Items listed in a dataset
***

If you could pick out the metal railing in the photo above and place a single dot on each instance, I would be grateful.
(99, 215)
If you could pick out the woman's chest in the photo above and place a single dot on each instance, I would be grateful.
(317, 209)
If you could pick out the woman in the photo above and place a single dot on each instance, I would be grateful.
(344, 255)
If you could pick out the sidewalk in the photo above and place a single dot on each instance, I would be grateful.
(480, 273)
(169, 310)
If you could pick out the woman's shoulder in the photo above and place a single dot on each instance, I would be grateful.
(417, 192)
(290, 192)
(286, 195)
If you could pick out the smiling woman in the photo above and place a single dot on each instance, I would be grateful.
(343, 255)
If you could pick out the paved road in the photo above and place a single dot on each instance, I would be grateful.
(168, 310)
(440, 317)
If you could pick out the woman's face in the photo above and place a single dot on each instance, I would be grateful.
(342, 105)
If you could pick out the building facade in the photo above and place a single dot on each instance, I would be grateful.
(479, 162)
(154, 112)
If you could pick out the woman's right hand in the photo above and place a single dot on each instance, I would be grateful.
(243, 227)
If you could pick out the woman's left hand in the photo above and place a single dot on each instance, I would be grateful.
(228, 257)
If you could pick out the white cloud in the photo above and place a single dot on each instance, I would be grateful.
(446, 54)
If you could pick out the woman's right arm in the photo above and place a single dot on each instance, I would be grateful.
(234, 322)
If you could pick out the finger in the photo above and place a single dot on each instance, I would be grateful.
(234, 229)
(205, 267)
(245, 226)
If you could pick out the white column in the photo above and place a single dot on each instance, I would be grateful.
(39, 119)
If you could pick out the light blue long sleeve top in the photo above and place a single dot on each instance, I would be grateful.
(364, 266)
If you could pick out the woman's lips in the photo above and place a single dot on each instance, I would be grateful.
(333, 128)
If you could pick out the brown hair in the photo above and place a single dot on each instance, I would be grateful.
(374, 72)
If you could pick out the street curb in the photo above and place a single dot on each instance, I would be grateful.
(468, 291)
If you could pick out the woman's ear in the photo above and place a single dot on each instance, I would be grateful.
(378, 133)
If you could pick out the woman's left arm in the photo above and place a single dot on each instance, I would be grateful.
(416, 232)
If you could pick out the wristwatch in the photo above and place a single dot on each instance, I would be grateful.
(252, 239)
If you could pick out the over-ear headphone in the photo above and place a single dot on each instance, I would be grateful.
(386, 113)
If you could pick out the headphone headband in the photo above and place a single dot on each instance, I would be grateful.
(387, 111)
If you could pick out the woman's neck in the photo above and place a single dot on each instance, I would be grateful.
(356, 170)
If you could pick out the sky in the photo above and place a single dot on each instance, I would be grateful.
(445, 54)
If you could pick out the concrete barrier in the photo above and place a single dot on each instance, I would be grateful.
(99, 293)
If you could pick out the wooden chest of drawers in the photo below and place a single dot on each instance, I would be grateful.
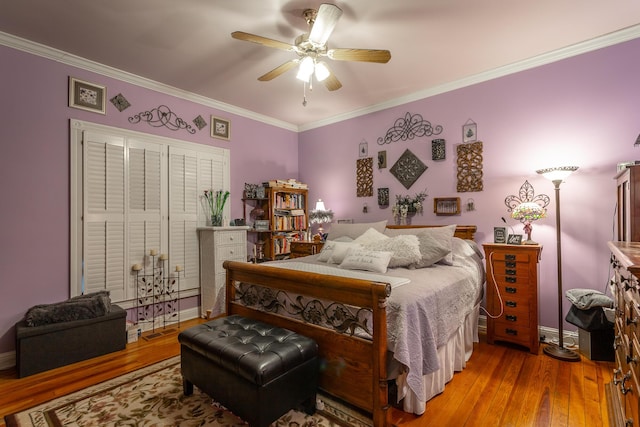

***

Instruction
Please edit all of the lines above, replacing every "single dot" with "single marker" and keeping everything else the same. Leave the pictures out of your answer.

Result
If you could pick out the metal railing in the photo above and place a single marker on each instance, I would be grateful.
(99, 215)
If you could pick out the woman's chest in the photo above and place a single marker on each instance, I would be grateful.
(317, 209)
If you could pick out the woman in the photo above and place a single marker on each instance, I would be grateful.
(344, 255)
If you could pick out the sidewalk in the photo above and place a single marker on each instance, I would be grateful.
(480, 273)
(169, 310)
If you could pick out the woman's shoulder in the photo above and place a single marker on each instance, I would be grateful.
(417, 192)
(290, 192)
(286, 195)
If you could pick out the smiling woman in the photo above and place a single marker on each instance, I would be grateful.
(343, 255)
If you could pick out the paved road in the photo above and place a single marker on each instance, I would be grateful.
(168, 310)
(440, 317)
If you could pick out the woman's face in the photo above and place a single marker on each instance, I would be grateful.
(342, 105)
If you could pick out the building facade in the photo above and place a single marker on each instance, I would be grateful.
(479, 162)
(154, 112)
If you could pick out the woman's right hand in the photo above and place a single marker on each instance, I would be grateful.
(243, 227)
If you could pick out the woman's left hand in the photo above and place a single marker on each instance, I would be grateful.
(228, 257)
If you could pick out the white cloud in the photo above and place a single marker on each instance, I would be grateful.
(446, 54)
If you could pick out the woman's right arm in the photo above and place a single marker on each instance, I would be grateful.
(234, 322)
If you could pick out the finger in the photo above and place a single marker on each instance, I would be grateful.
(234, 229)
(205, 267)
(245, 226)
If you could pick out the white column in the photo above and place a single marker on each instance, I would be grateful.
(39, 119)
If you could pick out the light blue long sleeve top in the photo above and place a single marker on each instance, I would be grateful.
(364, 266)
If you could pick out the woman's lips in the photo above and place a single marker on each instance, I would be grateful.
(333, 128)
If you could pick out the brown hair in the photo above and place a single marker on each instance, I would be grateful.
(374, 72)
If you could pick out the street curb in the photo above and place a single marker on each instance, I would be grateful.
(468, 291)
If you could pick out the woman's ear in the photo above and place a single marker on each instance, I would be grateful.
(378, 133)
If you could pick out the woman's left arm in the photo above and place a single marker on each instance, I would be grateful.
(416, 232)
If you could pick out the wristwatch in the photo above and place a single marker on each instance, I would be grateful.
(252, 239)
If you could pick out the over-ear headphone in the photo above and place a single marker on each instance, I would be grateful.
(386, 113)
If you could pick out the headphone headband in the photo above and place a single marker on each instance, I would be grateful.
(387, 111)
If you could pick out the woman's neck in the photo above and place a single marker on each instance, I would be grateful.
(356, 170)
If you could pick out the sky in the photo above and place a single marker on each instance, I would be grateful.
(445, 54)
If you could pick out the concrete barrier in the photo above and place a single marker on each instance, I would be grateful.
(99, 293)
If you could pick out the wooden chest of drawers in the photo below and place a single marker on each instance, I would be grateful.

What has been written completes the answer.